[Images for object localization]
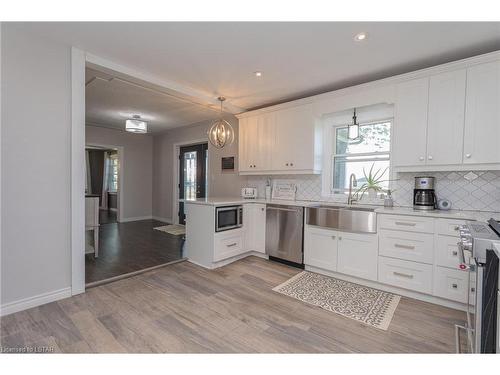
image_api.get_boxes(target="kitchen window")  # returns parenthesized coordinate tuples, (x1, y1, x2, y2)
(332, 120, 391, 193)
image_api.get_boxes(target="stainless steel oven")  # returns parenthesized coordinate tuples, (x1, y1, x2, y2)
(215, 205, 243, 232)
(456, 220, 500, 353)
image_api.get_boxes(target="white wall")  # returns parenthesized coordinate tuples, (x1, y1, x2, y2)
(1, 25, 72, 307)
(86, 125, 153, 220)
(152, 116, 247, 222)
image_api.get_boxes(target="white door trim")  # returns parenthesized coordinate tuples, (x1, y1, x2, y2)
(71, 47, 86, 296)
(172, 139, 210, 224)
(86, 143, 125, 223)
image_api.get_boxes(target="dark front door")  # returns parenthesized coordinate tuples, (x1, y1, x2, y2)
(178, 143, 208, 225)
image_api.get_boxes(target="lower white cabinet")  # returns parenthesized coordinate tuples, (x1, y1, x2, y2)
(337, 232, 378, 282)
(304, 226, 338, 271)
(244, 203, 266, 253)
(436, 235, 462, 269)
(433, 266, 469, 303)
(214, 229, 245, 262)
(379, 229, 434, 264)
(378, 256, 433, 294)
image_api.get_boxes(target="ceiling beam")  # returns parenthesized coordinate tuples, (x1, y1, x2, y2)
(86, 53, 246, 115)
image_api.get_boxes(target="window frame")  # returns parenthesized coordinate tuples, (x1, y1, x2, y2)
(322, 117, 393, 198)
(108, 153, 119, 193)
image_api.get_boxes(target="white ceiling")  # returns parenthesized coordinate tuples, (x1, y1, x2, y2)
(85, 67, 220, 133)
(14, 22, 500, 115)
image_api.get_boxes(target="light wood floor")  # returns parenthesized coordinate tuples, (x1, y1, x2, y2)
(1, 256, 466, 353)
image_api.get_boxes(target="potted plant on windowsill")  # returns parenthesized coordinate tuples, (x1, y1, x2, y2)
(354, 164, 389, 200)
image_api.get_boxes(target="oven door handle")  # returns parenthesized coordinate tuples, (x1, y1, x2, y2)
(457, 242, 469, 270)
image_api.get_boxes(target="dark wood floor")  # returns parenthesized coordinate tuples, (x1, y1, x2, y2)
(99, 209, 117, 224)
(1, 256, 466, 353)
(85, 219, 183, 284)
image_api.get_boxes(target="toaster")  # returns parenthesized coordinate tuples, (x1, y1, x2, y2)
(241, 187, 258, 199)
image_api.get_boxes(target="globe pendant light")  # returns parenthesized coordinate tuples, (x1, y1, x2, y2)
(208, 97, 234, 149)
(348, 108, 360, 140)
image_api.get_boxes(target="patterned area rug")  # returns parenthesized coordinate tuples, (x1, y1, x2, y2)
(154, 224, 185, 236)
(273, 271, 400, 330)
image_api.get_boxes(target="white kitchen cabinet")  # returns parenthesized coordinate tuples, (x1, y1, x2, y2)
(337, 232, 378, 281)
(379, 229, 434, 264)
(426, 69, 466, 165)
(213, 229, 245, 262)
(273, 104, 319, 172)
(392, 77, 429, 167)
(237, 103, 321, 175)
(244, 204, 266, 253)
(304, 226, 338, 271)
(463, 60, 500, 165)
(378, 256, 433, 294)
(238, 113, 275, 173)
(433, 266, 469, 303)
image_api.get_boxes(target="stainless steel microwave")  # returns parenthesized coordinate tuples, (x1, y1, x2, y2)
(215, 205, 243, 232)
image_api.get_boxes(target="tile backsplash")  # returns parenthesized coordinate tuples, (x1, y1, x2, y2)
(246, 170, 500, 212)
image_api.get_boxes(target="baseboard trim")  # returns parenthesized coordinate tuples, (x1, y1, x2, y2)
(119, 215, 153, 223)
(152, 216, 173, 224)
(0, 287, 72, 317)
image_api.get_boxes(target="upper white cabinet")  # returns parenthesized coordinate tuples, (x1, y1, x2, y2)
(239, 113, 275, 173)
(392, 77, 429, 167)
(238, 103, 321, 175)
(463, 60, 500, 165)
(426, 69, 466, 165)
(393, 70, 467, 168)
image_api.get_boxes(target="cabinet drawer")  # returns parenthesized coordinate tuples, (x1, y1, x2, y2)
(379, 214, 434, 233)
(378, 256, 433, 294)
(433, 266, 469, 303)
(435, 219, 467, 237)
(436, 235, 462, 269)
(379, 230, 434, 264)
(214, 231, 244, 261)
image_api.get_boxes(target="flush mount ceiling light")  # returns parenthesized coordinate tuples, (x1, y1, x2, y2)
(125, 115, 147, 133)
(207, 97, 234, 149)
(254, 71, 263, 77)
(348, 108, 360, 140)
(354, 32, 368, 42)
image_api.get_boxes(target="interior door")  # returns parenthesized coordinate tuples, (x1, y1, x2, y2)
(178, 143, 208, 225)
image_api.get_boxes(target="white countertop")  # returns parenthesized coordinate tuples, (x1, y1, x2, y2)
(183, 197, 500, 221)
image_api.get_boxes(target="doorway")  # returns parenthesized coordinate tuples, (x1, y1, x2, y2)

• _WHAT YOU ARE ASKED TO DO_:
All entries should be given again exactly, except that pictures are to be excluded.

• _ANSWER TO THIS PROBLEM_:
image_api.get_boxes(target="kitchen window")  # returns parenthesized coordinate tuples, (x1, y1, x2, y2)
(332, 120, 391, 193)
image_api.get_boxes(target="stainless steel oven")  # returns parenthesized coordinate tuples, (x1, y1, x2, y2)
(215, 205, 243, 232)
(456, 220, 500, 353)
image_api.get_boxes(target="white wall")  # returns parenthesized coordinate tuples, (x1, y1, x2, y2)
(1, 25, 72, 307)
(86, 125, 153, 220)
(152, 116, 247, 222)
image_api.get_boxes(target="white door trim")  # returns parenthesized coordinate tuples, (x1, y1, x2, y2)
(71, 47, 86, 296)
(172, 139, 210, 224)
(86, 143, 125, 223)
image_api.get_boxes(target="dark front door")  # returns parenthesized coordinate tuples, (x1, y1, x2, y2)
(178, 143, 208, 225)
image_api.get_boxes(target="lower white cabinet")  # returns parenthesized coordinate tuples, (x1, y1, x2, y2)
(337, 232, 378, 282)
(304, 226, 338, 271)
(244, 203, 266, 253)
(436, 235, 462, 269)
(433, 266, 469, 303)
(214, 229, 245, 262)
(379, 229, 434, 264)
(378, 256, 433, 294)
image_api.get_boxes(target="ceiling beam")  # returns parenthesized coordinate tuples, (x1, y1, x2, y2)
(86, 53, 246, 115)
image_api.get_boxes(target="window frame")  # returns parenthesized coordinate tuples, (x1, y1, x2, y2)
(322, 117, 393, 198)
(108, 153, 119, 193)
image_api.get_boxes(target="white ceiling")  # returns parenthesized coordinate tuples, (x1, y1, x2, y2)
(85, 67, 220, 133)
(14, 22, 500, 115)
image_api.get_boxes(target="light wood floor")  # returns parenthesized coordinate tuples, (x1, y1, x2, y2)
(1, 256, 466, 353)
image_api.get_boxes(target="potted plant on windowsill")  # returns parenthesized coordinate tuples, (x1, y1, x2, y2)
(354, 164, 389, 200)
image_api.get_boxes(target="oven door handle")  # returns parenthesized coordinate tuples, (x1, y1, x2, y2)
(457, 242, 469, 270)
image_api.get_boxes(target="dark wood floor")  # returns parenthesized coordinate tuples, (x1, y1, x2, y2)
(99, 209, 117, 224)
(1, 256, 466, 353)
(85, 219, 183, 284)
image_api.get_boxes(target="toaster")  # returns parenthesized coordinate tuples, (x1, y1, x2, y2)
(241, 187, 258, 199)
image_api.get_boxes(target="globe pendant light")  # returns parenthesized coordinate tuples, (x1, y1, x2, y2)
(208, 97, 234, 149)
(348, 108, 360, 140)
image_api.get_boxes(target="patterned area rug")  # returns parenthesized coordinate tuples, (x1, y1, x2, y2)
(154, 224, 185, 236)
(273, 271, 400, 330)
image_api.get_boxes(target="white kitchen cabinet")  # returns parenthesized coordinate tuples, (x1, y1, x2, y2)
(337, 232, 378, 281)
(379, 229, 434, 264)
(426, 69, 466, 165)
(213, 229, 245, 262)
(273, 104, 319, 172)
(392, 77, 429, 167)
(237, 103, 321, 175)
(244, 204, 266, 253)
(304, 226, 338, 271)
(463, 60, 500, 165)
(378, 256, 433, 294)
(238, 113, 275, 173)
(433, 266, 469, 303)
image_api.get_boxes(target="stainless steel microwave")  # returns parenthesized coordinate tuples, (x1, y1, x2, y2)
(215, 205, 243, 232)
image_api.get_boxes(target="tile backsplash")  # returns parenthesized coordinate tuples, (x1, y1, x2, y2)
(246, 170, 500, 212)
image_api.get_boxes(target="baseboard trim")  # returns parenthesized coordinate tuples, (x1, y1, x2, y2)
(119, 215, 153, 223)
(152, 216, 173, 224)
(0, 287, 72, 317)
image_api.get_boxes(target="upper white cabinet")  # returns parenthesized coordinate tuples, (x1, y1, x2, y2)
(239, 113, 275, 173)
(392, 77, 429, 167)
(238, 103, 321, 175)
(463, 60, 500, 165)
(426, 69, 466, 165)
(393, 70, 467, 168)
image_api.get_boxes(target="cabinet drawer")  # returns parenthesized coordinate tuples, (x1, y1, x2, y2)
(379, 214, 434, 233)
(378, 256, 433, 294)
(433, 266, 469, 303)
(435, 219, 467, 237)
(436, 235, 462, 269)
(379, 230, 434, 264)
(214, 231, 244, 261)
image_api.get_boxes(target="flush mount ceiling light")  # returns parenthesized coordinate tuples, (x1, y1, x2, y2)
(125, 115, 147, 133)
(207, 97, 234, 149)
(254, 71, 263, 77)
(348, 108, 360, 140)
(354, 32, 368, 42)
image_api.get_boxes(target="interior door")  # returns parenthesized coordinate tuples, (x1, y1, x2, y2)
(178, 143, 208, 225)
image_api.get_boxes(target="white countertop")  # returns parenthesized coordinate tuples, (x1, y1, x2, y2)
(183, 197, 500, 221)
image_api.get_boxes(target="doorway")  # returns parenthesized coordinate tuples, (x1, y1, x2, y2)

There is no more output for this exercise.